What the exercise asks
Lines to restate from the data below: from the one containing "Where can you see the grassy ridge" to the one containing "Where can you see the forest", both included. Give them again exactly, and only them.

──────── Data records

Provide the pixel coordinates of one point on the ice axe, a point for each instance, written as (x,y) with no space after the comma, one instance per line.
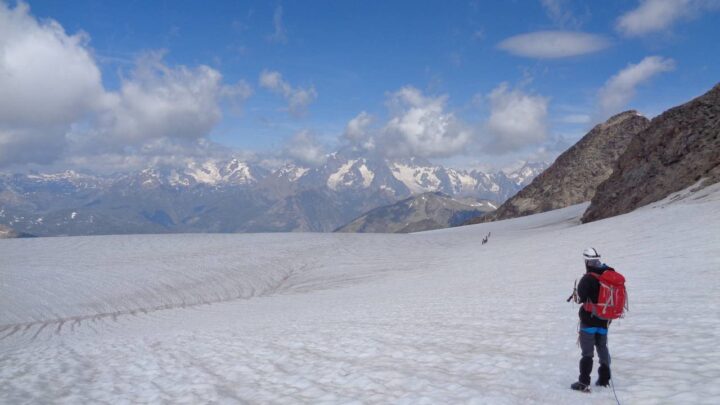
(574,294)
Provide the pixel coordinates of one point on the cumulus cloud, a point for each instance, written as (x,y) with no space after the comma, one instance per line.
(553,44)
(54,105)
(298,98)
(48,81)
(620,88)
(559,14)
(516,120)
(279,35)
(657,15)
(358,131)
(305,148)
(421,127)
(158,101)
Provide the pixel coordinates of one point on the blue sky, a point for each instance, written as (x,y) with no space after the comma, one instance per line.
(456,82)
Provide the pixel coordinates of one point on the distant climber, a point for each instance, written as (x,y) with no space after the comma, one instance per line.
(601,291)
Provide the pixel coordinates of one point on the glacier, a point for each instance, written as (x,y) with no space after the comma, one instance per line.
(433,317)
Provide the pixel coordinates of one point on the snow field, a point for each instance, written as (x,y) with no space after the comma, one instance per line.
(434,317)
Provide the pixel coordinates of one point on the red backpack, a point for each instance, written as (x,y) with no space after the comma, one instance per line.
(612,297)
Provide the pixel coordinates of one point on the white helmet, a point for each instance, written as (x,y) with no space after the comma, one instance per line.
(591,254)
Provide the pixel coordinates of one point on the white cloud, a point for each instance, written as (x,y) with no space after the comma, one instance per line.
(553,44)
(421,127)
(516,120)
(305,148)
(298,98)
(620,89)
(279,36)
(48,81)
(158,101)
(54,106)
(559,14)
(575,119)
(658,15)
(357,131)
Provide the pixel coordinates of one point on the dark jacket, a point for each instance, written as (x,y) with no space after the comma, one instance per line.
(588,290)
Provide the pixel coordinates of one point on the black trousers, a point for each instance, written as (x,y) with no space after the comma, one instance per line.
(589,342)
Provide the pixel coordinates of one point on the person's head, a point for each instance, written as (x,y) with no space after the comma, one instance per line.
(592,258)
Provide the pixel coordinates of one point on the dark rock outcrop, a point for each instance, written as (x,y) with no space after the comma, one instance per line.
(421,213)
(576,174)
(6,232)
(680,147)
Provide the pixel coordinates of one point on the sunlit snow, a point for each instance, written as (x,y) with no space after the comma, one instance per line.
(433,317)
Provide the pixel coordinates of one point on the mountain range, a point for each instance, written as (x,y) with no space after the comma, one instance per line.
(424,212)
(628,162)
(679,149)
(235,195)
(577,172)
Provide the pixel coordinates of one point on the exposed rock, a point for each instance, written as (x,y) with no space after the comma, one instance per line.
(421,213)
(6,232)
(679,148)
(576,174)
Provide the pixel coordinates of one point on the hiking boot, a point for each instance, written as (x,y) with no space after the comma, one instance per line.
(578,386)
(603,376)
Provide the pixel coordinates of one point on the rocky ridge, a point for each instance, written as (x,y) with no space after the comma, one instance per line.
(575,175)
(680,148)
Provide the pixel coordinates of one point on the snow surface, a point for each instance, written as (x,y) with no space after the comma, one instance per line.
(433,317)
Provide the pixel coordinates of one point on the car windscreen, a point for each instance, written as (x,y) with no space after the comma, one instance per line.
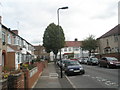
(112,59)
(73,63)
(94,59)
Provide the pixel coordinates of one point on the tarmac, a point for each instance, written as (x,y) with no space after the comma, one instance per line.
(51,78)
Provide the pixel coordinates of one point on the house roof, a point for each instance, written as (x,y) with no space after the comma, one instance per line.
(3,26)
(73,43)
(113,31)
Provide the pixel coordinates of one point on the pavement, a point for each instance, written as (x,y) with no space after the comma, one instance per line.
(50,78)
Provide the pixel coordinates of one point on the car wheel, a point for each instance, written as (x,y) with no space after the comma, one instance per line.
(99,65)
(108,66)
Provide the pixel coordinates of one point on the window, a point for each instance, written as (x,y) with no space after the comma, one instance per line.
(115,38)
(9,39)
(69,48)
(14,39)
(3,36)
(107,42)
(65,49)
(76,49)
(18,57)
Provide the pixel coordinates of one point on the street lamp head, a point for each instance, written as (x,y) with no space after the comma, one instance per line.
(64,8)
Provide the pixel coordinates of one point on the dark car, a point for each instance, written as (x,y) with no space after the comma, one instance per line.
(92,61)
(83,60)
(62,64)
(73,67)
(109,62)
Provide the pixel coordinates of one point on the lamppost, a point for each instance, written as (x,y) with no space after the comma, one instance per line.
(60,40)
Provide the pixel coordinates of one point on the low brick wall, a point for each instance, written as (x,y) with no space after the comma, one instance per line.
(3,84)
(16,81)
(117,55)
(25,79)
(30,81)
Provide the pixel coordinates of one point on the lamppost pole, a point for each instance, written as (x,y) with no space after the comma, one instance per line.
(60,40)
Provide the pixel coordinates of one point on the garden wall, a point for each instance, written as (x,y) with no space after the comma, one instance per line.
(26,78)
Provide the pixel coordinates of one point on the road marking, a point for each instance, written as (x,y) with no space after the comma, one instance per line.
(86,75)
(53,75)
(71,82)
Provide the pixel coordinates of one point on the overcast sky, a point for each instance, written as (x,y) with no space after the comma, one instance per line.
(81,19)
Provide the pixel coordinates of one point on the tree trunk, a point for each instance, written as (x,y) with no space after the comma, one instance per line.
(55,58)
(89,53)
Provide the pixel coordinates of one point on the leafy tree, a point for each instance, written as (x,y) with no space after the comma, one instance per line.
(53,38)
(90,44)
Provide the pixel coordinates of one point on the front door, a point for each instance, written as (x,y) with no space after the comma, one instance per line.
(3,59)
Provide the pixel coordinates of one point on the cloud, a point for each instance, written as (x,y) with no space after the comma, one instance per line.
(83,17)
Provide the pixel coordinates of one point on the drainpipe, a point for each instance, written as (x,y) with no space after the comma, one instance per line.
(0,46)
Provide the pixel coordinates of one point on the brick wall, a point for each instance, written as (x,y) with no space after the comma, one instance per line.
(30,81)
(23,79)
(110,55)
(16,81)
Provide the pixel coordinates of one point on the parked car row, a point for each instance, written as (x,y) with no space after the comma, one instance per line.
(108,62)
(71,67)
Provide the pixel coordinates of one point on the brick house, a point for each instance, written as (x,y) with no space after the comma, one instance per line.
(73,48)
(15,50)
(40,52)
(109,43)
(0,45)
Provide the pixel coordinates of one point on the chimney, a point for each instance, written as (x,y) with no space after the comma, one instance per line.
(76,39)
(15,31)
(0,19)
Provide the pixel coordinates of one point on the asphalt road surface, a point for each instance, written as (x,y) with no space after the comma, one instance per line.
(96,77)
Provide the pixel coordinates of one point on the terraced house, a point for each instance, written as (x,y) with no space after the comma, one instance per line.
(14,49)
(109,43)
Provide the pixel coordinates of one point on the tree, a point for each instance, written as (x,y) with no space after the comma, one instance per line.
(53,38)
(89,44)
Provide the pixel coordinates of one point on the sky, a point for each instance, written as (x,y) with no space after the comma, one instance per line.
(81,19)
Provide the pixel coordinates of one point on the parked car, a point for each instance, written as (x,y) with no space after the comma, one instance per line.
(83,60)
(63,63)
(73,67)
(92,61)
(109,62)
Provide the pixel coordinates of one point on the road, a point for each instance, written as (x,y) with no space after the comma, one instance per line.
(96,77)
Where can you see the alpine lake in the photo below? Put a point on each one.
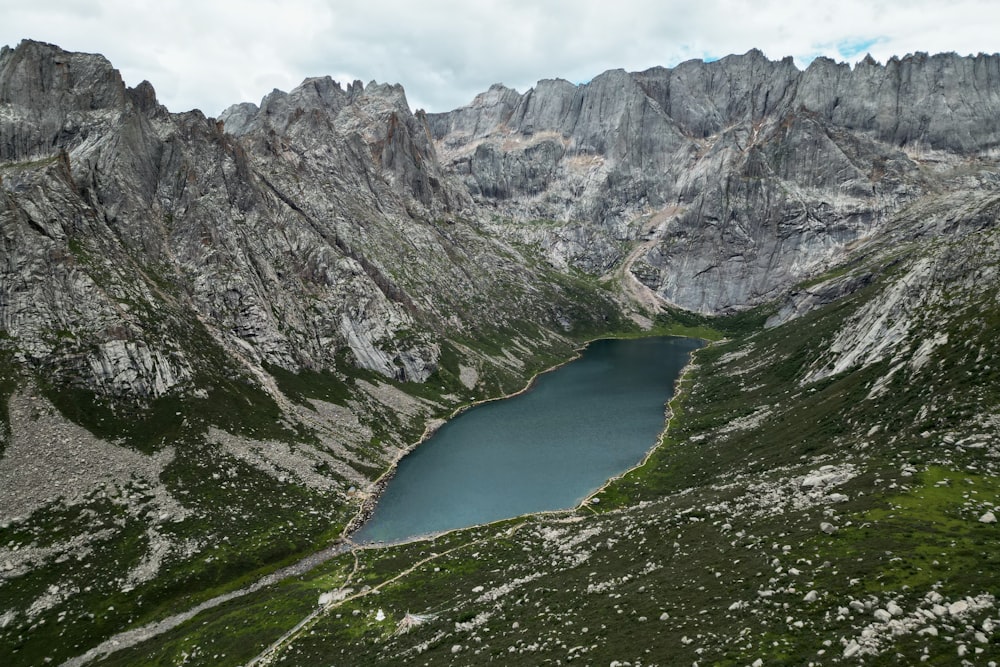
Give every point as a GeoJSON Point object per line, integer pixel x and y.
{"type": "Point", "coordinates": [544, 449]}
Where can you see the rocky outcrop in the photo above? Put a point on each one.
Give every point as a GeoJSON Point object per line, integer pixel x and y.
{"type": "Point", "coordinates": [751, 174]}
{"type": "Point", "coordinates": [317, 225]}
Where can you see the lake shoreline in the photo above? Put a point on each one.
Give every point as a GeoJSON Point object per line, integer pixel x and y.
{"type": "Point", "coordinates": [378, 486]}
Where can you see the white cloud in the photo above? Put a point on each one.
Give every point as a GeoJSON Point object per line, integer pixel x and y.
{"type": "Point", "coordinates": [212, 53]}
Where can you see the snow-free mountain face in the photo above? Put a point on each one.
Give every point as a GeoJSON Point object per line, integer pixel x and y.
{"type": "Point", "coordinates": [217, 334]}
{"type": "Point", "coordinates": [738, 177]}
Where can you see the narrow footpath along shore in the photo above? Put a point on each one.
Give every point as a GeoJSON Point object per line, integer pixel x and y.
{"type": "Point", "coordinates": [343, 545]}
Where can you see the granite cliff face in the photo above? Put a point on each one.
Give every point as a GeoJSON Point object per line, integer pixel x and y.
{"type": "Point", "coordinates": [740, 177]}
{"type": "Point", "coordinates": [216, 334]}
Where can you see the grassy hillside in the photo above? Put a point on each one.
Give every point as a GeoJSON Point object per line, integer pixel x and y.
{"type": "Point", "coordinates": [825, 494]}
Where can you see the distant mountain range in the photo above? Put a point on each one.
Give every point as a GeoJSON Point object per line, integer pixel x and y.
{"type": "Point", "coordinates": [217, 334]}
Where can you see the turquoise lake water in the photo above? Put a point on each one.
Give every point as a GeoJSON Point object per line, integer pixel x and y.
{"type": "Point", "coordinates": [545, 449]}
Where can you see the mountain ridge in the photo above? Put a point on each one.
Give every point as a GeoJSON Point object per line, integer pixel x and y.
{"type": "Point", "coordinates": [218, 333]}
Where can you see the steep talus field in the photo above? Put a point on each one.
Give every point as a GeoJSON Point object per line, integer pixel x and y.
{"type": "Point", "coordinates": [218, 335]}
{"type": "Point", "coordinates": [212, 345]}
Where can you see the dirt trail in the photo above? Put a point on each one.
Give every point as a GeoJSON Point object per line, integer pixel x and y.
{"type": "Point", "coordinates": [138, 635]}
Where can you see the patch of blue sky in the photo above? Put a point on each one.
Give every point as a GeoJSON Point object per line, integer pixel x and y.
{"type": "Point", "coordinates": [857, 46]}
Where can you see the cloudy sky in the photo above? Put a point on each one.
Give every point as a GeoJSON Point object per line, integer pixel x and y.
{"type": "Point", "coordinates": [208, 54]}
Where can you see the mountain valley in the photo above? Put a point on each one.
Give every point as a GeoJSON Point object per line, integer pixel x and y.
{"type": "Point", "coordinates": [219, 335]}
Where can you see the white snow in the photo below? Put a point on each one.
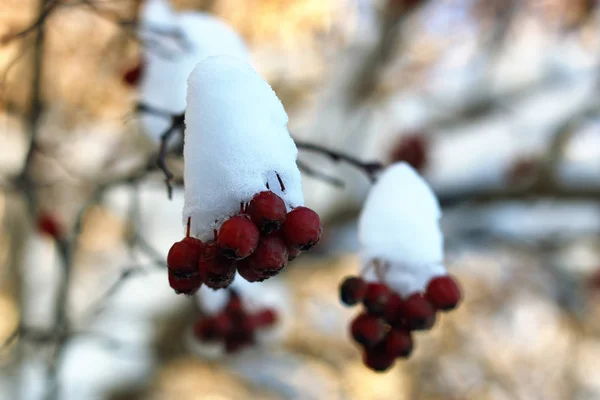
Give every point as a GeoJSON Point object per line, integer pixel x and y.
{"type": "Point", "coordinates": [174, 43]}
{"type": "Point", "coordinates": [236, 141]}
{"type": "Point", "coordinates": [399, 227]}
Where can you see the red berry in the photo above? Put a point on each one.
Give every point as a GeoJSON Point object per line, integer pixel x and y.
{"type": "Point", "coordinates": [132, 76]}
{"type": "Point", "coordinates": [267, 211]}
{"type": "Point", "coordinates": [48, 225]}
{"type": "Point", "coordinates": [247, 272]}
{"type": "Point", "coordinates": [353, 290]}
{"type": "Point", "coordinates": [189, 285]}
{"type": "Point", "coordinates": [419, 312]}
{"type": "Point", "coordinates": [398, 343]}
{"type": "Point", "coordinates": [367, 330]}
{"type": "Point", "coordinates": [378, 360]}
{"type": "Point", "coordinates": [293, 253]}
{"type": "Point", "coordinates": [443, 292]}
{"type": "Point", "coordinates": [394, 310]}
{"type": "Point", "coordinates": [238, 237]}
{"type": "Point", "coordinates": [182, 259]}
{"type": "Point", "coordinates": [412, 150]}
{"type": "Point", "coordinates": [302, 228]}
{"type": "Point", "coordinates": [270, 256]}
{"type": "Point", "coordinates": [216, 271]}
{"type": "Point", "coordinates": [376, 298]}
{"type": "Point", "coordinates": [264, 318]}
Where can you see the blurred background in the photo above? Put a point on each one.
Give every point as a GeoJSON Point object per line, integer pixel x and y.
{"type": "Point", "coordinates": [495, 101]}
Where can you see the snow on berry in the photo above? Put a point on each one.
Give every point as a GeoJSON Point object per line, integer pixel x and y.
{"type": "Point", "coordinates": [401, 242]}
{"type": "Point", "coordinates": [236, 144]}
{"type": "Point", "coordinates": [174, 42]}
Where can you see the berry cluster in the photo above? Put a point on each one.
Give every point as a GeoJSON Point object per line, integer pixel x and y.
{"type": "Point", "coordinates": [384, 328]}
{"type": "Point", "coordinates": [234, 326]}
{"type": "Point", "coordinates": [258, 243]}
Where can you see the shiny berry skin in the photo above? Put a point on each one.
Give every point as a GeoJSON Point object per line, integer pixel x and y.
{"type": "Point", "coordinates": [264, 318]}
{"type": "Point", "coordinates": [419, 312]}
{"type": "Point", "coordinates": [267, 211]}
{"type": "Point", "coordinates": [270, 256]}
{"type": "Point", "coordinates": [302, 228]}
{"type": "Point", "coordinates": [378, 360]}
{"type": "Point", "coordinates": [187, 286]}
{"type": "Point", "coordinates": [247, 272]}
{"type": "Point", "coordinates": [367, 330]}
{"type": "Point", "coordinates": [238, 237]}
{"type": "Point", "coordinates": [182, 259]}
{"type": "Point", "coordinates": [444, 293]}
{"type": "Point", "coordinates": [394, 310]}
{"type": "Point", "coordinates": [133, 76]}
{"type": "Point", "coordinates": [376, 298]}
{"type": "Point", "coordinates": [48, 225]}
{"type": "Point", "coordinates": [216, 271]}
{"type": "Point", "coordinates": [353, 290]}
{"type": "Point", "coordinates": [293, 253]}
{"type": "Point", "coordinates": [398, 343]}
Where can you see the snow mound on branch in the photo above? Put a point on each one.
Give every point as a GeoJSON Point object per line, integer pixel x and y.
{"type": "Point", "coordinates": [399, 234]}
{"type": "Point", "coordinates": [236, 143]}
{"type": "Point", "coordinates": [174, 43]}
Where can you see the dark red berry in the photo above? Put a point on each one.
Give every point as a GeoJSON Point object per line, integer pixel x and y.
{"type": "Point", "coordinates": [367, 330]}
{"type": "Point", "coordinates": [216, 271]}
{"type": "Point", "coordinates": [302, 228]}
{"type": "Point", "coordinates": [444, 293]}
{"type": "Point", "coordinates": [266, 317]}
{"type": "Point", "coordinates": [182, 259]}
{"type": "Point", "coordinates": [247, 272]}
{"type": "Point", "coordinates": [238, 237]}
{"type": "Point", "coordinates": [376, 298]}
{"type": "Point", "coordinates": [267, 211]}
{"type": "Point", "coordinates": [398, 343]}
{"type": "Point", "coordinates": [189, 285]}
{"type": "Point", "coordinates": [394, 310]}
{"type": "Point", "coordinates": [133, 76]}
{"type": "Point", "coordinates": [48, 225]}
{"type": "Point", "coordinates": [419, 312]}
{"type": "Point", "coordinates": [353, 290]}
{"type": "Point", "coordinates": [293, 253]}
{"type": "Point", "coordinates": [378, 360]}
{"type": "Point", "coordinates": [270, 256]}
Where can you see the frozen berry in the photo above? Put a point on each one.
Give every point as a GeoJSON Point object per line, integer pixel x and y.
{"type": "Point", "coordinates": [267, 211]}
{"type": "Point", "coordinates": [238, 237]}
{"type": "Point", "coordinates": [394, 312]}
{"type": "Point", "coordinates": [48, 225]}
{"type": "Point", "coordinates": [270, 256]}
{"type": "Point", "coordinates": [367, 330]}
{"type": "Point", "coordinates": [302, 228]}
{"type": "Point", "coordinates": [443, 292]}
{"type": "Point", "coordinates": [132, 76]}
{"type": "Point", "coordinates": [398, 343]}
{"type": "Point", "coordinates": [378, 360]}
{"type": "Point", "coordinates": [419, 312]}
{"type": "Point", "coordinates": [266, 317]}
{"type": "Point", "coordinates": [353, 290]}
{"type": "Point", "coordinates": [247, 272]}
{"type": "Point", "coordinates": [376, 298]}
{"type": "Point", "coordinates": [216, 271]}
{"type": "Point", "coordinates": [188, 285]}
{"type": "Point", "coordinates": [293, 253]}
{"type": "Point", "coordinates": [182, 259]}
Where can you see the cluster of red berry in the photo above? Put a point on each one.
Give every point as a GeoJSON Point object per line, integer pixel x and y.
{"type": "Point", "coordinates": [384, 328]}
{"type": "Point", "coordinates": [258, 243]}
{"type": "Point", "coordinates": [234, 326]}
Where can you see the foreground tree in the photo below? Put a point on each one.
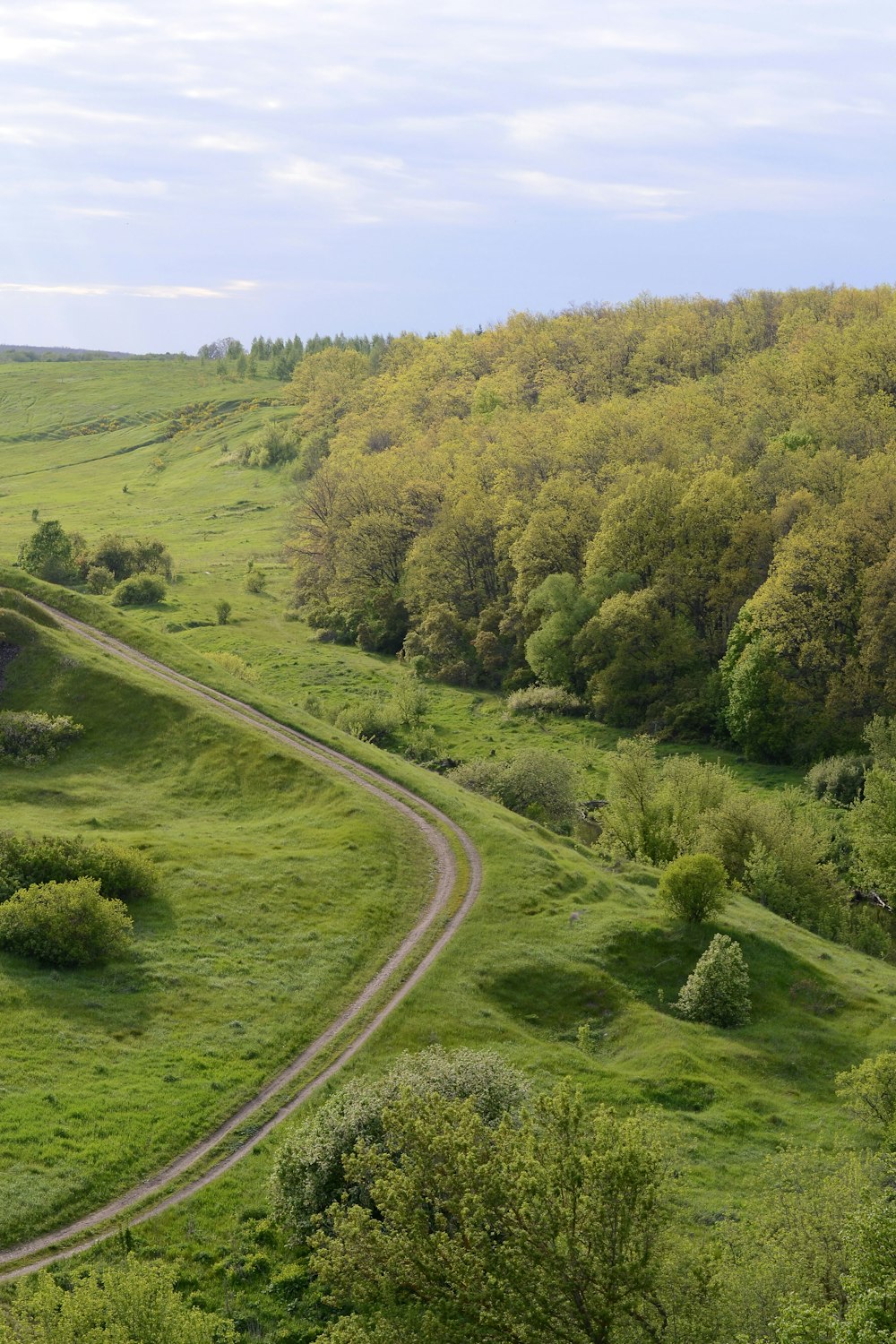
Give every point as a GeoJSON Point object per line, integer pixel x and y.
{"type": "Point", "coordinates": [123, 1304]}
{"type": "Point", "coordinates": [546, 1230]}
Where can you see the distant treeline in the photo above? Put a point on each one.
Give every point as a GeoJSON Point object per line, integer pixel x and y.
{"type": "Point", "coordinates": [284, 355]}
{"type": "Point", "coordinates": [681, 510]}
{"type": "Point", "coordinates": [54, 354]}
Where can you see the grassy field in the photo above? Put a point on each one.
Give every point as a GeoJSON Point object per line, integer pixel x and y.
{"type": "Point", "coordinates": [281, 890]}
{"type": "Point", "coordinates": [564, 965]}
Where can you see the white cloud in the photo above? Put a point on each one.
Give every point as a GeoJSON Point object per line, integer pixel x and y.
{"type": "Point", "coordinates": [101, 290]}
{"type": "Point", "coordinates": [605, 195]}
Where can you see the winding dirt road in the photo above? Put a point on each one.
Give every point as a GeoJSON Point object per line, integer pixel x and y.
{"type": "Point", "coordinates": [432, 823]}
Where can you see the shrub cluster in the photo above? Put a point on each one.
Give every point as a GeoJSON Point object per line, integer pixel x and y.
{"type": "Point", "coordinates": [65, 924]}
{"type": "Point", "coordinates": [236, 666]}
{"type": "Point", "coordinates": [271, 448]}
{"type": "Point", "coordinates": [536, 784]}
{"type": "Point", "coordinates": [718, 989]}
{"type": "Point", "coordinates": [140, 590]}
{"type": "Point", "coordinates": [544, 699]}
{"type": "Point", "coordinates": [839, 779]}
{"type": "Point", "coordinates": [309, 1171]}
{"type": "Point", "coordinates": [694, 887]}
{"type": "Point", "coordinates": [29, 737]}
{"type": "Point", "coordinates": [24, 860]}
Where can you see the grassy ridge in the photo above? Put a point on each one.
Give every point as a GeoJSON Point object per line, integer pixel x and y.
{"type": "Point", "coordinates": [564, 965]}
{"type": "Point", "coordinates": [281, 890]}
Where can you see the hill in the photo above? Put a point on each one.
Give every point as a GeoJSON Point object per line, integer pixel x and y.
{"type": "Point", "coordinates": [567, 964]}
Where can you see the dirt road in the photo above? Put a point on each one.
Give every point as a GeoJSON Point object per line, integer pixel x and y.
{"type": "Point", "coordinates": [432, 823]}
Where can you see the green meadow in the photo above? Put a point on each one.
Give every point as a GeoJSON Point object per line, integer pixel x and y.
{"type": "Point", "coordinates": [282, 887]}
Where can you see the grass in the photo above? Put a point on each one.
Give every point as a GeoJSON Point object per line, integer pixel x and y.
{"type": "Point", "coordinates": [281, 890]}
{"type": "Point", "coordinates": [565, 967]}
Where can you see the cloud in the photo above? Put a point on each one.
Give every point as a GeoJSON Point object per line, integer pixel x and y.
{"type": "Point", "coordinates": [605, 195]}
{"type": "Point", "coordinates": [101, 290]}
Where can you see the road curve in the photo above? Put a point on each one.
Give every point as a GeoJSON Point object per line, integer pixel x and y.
{"type": "Point", "coordinates": [123, 1211]}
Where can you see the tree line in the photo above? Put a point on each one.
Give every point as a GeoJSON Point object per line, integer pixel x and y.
{"type": "Point", "coordinates": [683, 511]}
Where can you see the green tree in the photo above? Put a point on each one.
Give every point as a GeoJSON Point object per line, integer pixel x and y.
{"type": "Point", "coordinates": [718, 989]}
{"type": "Point", "coordinates": [694, 887]}
{"type": "Point", "coordinates": [47, 554]}
{"type": "Point", "coordinates": [121, 1304]}
{"type": "Point", "coordinates": [309, 1171]}
{"type": "Point", "coordinates": [551, 1228]}
{"type": "Point", "coordinates": [65, 924]}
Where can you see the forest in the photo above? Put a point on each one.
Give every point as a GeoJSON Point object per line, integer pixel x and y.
{"type": "Point", "coordinates": [680, 510]}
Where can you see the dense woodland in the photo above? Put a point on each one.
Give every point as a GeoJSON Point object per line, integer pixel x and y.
{"type": "Point", "coordinates": [681, 510]}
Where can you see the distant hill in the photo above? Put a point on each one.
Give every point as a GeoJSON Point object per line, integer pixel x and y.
{"type": "Point", "coordinates": [56, 354]}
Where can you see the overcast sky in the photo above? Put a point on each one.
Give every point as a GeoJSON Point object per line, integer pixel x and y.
{"type": "Point", "coordinates": [177, 171]}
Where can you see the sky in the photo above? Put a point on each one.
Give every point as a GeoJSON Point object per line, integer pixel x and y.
{"type": "Point", "coordinates": [172, 171]}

────────────────

Output of the task
Where can you see the grassy ridge in the photo above? Put a point on each one.
Give every point as a GeoJSON Point object per line, integer pixel x and y.
{"type": "Point", "coordinates": [564, 965]}
{"type": "Point", "coordinates": [281, 890]}
Where can you see the hill in the photo above? Put a point on each one.
Give every point as a GeoJSON Point object per line, integer pixel x and y.
{"type": "Point", "coordinates": [567, 964]}
Where can you see the dirt road in the photo above? Put a point on each one.
Give every point as a GeoJSON Point object per line, integer pixel x and y.
{"type": "Point", "coordinates": [432, 823]}
Where can you see the green meadow in the photo above? Put a point on each one.
Give every point as a GeoJSON Point object per line, integer pixel x and y.
{"type": "Point", "coordinates": [282, 887]}
Where can you see the grass in the photo above? Put a point on each one.
Give every point as a GeoJSON Point object per line, integer pixel x and y.
{"type": "Point", "coordinates": [281, 890]}
{"type": "Point", "coordinates": [565, 967]}
Where can you see the cloud in the photo above? Put a point on each one.
Give every point as a GeoJSON Point object per line, integer pixel x and y.
{"type": "Point", "coordinates": [605, 195]}
{"type": "Point", "coordinates": [101, 290]}
Where can you see the road curve in the photo above? Put a point on each one.
Give every point as a GeoJSON Point object per line, integer pixel x and y.
{"type": "Point", "coordinates": [123, 1211]}
Where can you see the tree line in the photo above? Put a point on each one.
Give every point as a GeoJSON Point object per line, integer pixel x and y.
{"type": "Point", "coordinates": [683, 511]}
Where can you see the green tree in the photo above? Put a point on each one.
Give every point as a GeoJSON Point object per line, integer pixel x and y.
{"type": "Point", "coordinates": [718, 989]}
{"type": "Point", "coordinates": [694, 887]}
{"type": "Point", "coordinates": [47, 554]}
{"type": "Point", "coordinates": [121, 1304]}
{"type": "Point", "coordinates": [309, 1171]}
{"type": "Point", "coordinates": [551, 1228]}
{"type": "Point", "coordinates": [65, 924]}
Where can you see the forest in the photo above? Put a point on each one.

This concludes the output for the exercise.